#### Text for analysis:
Adults, children enjoy Festival of Trees

Kate Veit, 4, poses for a photo Saturday behind an elf cutout during the Festival of Trees at the Goldschmidt Cancer Center. The festival had activities throughout the center for children, including coloring and photo opportunities.
Kate Veit, 4, poses for a photo Saturday behind an elf cutout during the Festival of Trees at the Goldschmidt Cancer Center. The festival had activities throughout the center for children, including coloring and photo opportunities.

The Goldschmidt Cancer Center was filled with the sounds of laughter again Sunday, the second and final day of the inaugural Festival of Trees.

The center was transformed, with trees and wreaths adorned in holiday styles throughout its zig-zag corridors.

Twenty area schools participated by decorating 2-foot trees intended to help celebrate youth. The youth trees stood along windows in the Infusion Room, where nurses provide chemotherapy or immunotherapy treatments, blood products, hydration and other intravenous therapies.

As Kim Haller and Marsha Green walked through the room admiring the trees, Green said she thought the festival was wonderful.

"It's amazing how creative all the students have been," Haller said. "I'm sure it brightens the spirits of everybody who is in here."

The center attempts to provide everything patients and caregivers need, from diagnosis to treatment to recovery and rehabilitation, according to the Capital Region Medical Center website.

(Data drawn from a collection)
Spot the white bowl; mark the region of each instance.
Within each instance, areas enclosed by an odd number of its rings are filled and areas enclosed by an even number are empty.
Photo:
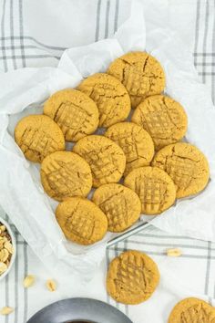
[[[0,275],[0,281],[1,281],[2,279],[4,279],[6,276],[7,274],[9,274],[9,272],[14,265],[14,262],[15,262],[15,259],[16,256],[16,243],[15,243],[15,234],[13,233],[13,230],[11,229],[9,224],[5,220],[4,220],[1,216],[0,216],[0,223],[3,224],[4,225],[5,225],[6,230],[11,236],[11,240],[12,240],[11,243],[14,247],[14,254],[11,256],[11,260],[10,260],[10,264],[8,266],[8,268],[6,269],[6,271],[5,271],[5,273]]]

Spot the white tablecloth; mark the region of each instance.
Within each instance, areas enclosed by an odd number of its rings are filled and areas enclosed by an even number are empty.
[[[143,0],[147,15],[153,6]],[[195,66],[215,99],[215,5],[214,1],[172,0],[162,2],[172,28],[178,30],[193,53]],[[22,67],[56,66],[67,47],[80,46],[113,35],[127,16],[127,0],[80,0],[71,6],[69,0],[0,1],[0,71]],[[86,16],[78,25],[77,13]],[[38,29],[46,15],[46,27]],[[69,19],[75,27],[68,28]],[[159,19],[159,17],[158,17]],[[67,26],[64,28],[64,26]],[[81,37],[76,37],[76,30]],[[39,30],[39,31],[38,31]],[[64,30],[64,33],[60,31]],[[1,214],[4,212],[1,212]],[[6,217],[5,214],[4,216]],[[215,245],[181,236],[172,236],[152,226],[124,236],[107,250],[107,259],[92,281],[83,283],[73,277],[52,277],[16,232],[18,256],[11,274],[0,283],[0,307],[11,306],[15,312],[0,317],[0,323],[26,323],[44,306],[70,297],[89,297],[116,306],[134,323],[165,323],[170,308],[181,297],[199,296],[213,303],[215,298]],[[179,258],[166,256],[166,249],[179,247]],[[117,304],[107,296],[105,276],[108,262],[125,249],[147,252],[158,263],[161,281],[154,296],[138,306]],[[36,275],[34,287],[24,289],[22,280]],[[57,290],[46,289],[46,279],[57,281]],[[154,310],[156,308],[156,311]]]

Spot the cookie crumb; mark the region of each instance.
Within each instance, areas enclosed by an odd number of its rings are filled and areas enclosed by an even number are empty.
[[[182,252],[180,249],[172,248],[167,250],[167,255],[168,256],[180,256],[182,255]]]
[[[28,275],[26,276],[23,282],[23,286],[25,288],[31,287],[35,284],[36,278],[33,275]]]
[[[0,309],[0,315],[9,315],[14,312],[14,308],[10,307],[5,307]]]
[[[50,292],[55,292],[56,290],[56,284],[53,279],[48,279],[46,286]]]

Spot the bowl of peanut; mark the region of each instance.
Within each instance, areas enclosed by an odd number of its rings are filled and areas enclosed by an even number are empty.
[[[15,255],[15,234],[8,223],[0,217],[0,280],[10,272]]]

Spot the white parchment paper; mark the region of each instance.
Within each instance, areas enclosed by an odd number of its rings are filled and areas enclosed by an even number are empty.
[[[0,204],[37,256],[53,270],[90,278],[113,234],[88,247],[67,243],[55,219],[56,203],[41,186],[39,166],[28,162],[14,141],[15,125],[24,115],[41,113],[43,102],[55,91],[106,71],[113,59],[132,50],[147,49],[160,61],[167,93],[188,113],[187,140],[206,154],[210,166],[210,182],[201,194],[179,200],[151,223],[173,234],[215,241],[215,110],[186,46],[167,26],[166,19],[159,21],[153,15],[144,19],[141,2],[132,1],[129,18],[113,38],[66,50],[57,68],[23,68],[0,75]]]

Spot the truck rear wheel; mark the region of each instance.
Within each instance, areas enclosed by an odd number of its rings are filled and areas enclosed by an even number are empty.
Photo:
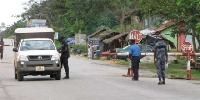
[[[24,80],[24,76],[19,71],[17,72],[17,79],[18,79],[18,81],[23,81]]]
[[[57,72],[55,79],[60,80],[61,78],[61,71]]]

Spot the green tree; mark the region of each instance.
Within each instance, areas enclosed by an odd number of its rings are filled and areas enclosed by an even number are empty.
[[[140,0],[142,10],[146,15],[160,16],[166,20],[177,23],[174,27],[174,33],[178,34],[183,31],[185,34],[192,33],[194,51],[196,52],[195,37],[199,40],[199,22],[200,22],[200,1],[199,0]],[[185,27],[179,30],[181,22]]]

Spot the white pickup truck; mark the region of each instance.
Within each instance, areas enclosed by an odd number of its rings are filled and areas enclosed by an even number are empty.
[[[60,55],[49,35],[51,33],[54,31],[49,28],[20,28],[15,31],[15,79],[23,81],[27,75],[50,75],[60,80]]]

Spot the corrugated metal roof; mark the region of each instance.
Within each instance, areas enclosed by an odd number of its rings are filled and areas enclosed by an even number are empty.
[[[176,24],[175,22],[172,22],[172,21],[169,21],[169,22],[167,22],[166,24],[163,24],[163,25],[160,25],[158,28],[156,28],[156,29],[154,29],[156,32],[157,31],[162,31],[162,30],[164,30],[164,29],[166,29],[166,28],[168,28],[168,27],[170,27],[170,26],[172,26],[172,25],[174,25],[174,24]]]
[[[53,33],[54,30],[52,28],[47,27],[34,27],[34,28],[17,28],[15,30],[16,33]]]

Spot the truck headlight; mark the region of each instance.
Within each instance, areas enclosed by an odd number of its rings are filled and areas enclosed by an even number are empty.
[[[51,57],[51,60],[60,60],[60,56],[59,55],[53,55]]]
[[[18,60],[28,61],[27,56],[19,56]]]

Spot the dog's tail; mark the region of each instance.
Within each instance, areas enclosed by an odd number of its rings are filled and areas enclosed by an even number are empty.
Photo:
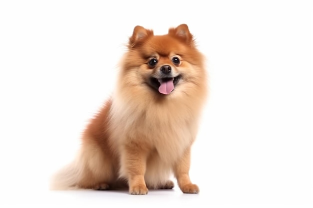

#### Explore the material:
1. According to the Festival of Trees article, how many area schools took part by decorating trees?
2. Reproduce word for word the part of the Festival of Trees article that opens with the words containing "The center was" and closes with "festival was wonderful.".
3. Name every person mentioned by name in the Festival of Trees article.
Rely only on the text for everything here.

#### Answers by item:
1. Twenty

2.
The center was transformed, with trees and wreaths adorned in holiday styles throughout its zig-zag corridors.

Twenty area schools participated by decorating 2-foot trees intended to help celebrate youth. The youth trees stood along windows in the Infusion Room, where nurses provide chemotherapy or immunotherapy treatments, blood products, hydration and other intravenous therapies.

As Kim Haller and Marsha Green walked through the room admiring the trees, Green said she thought the festival was wonderful.

3. Kate Veit, Kim Haller, Marsha Green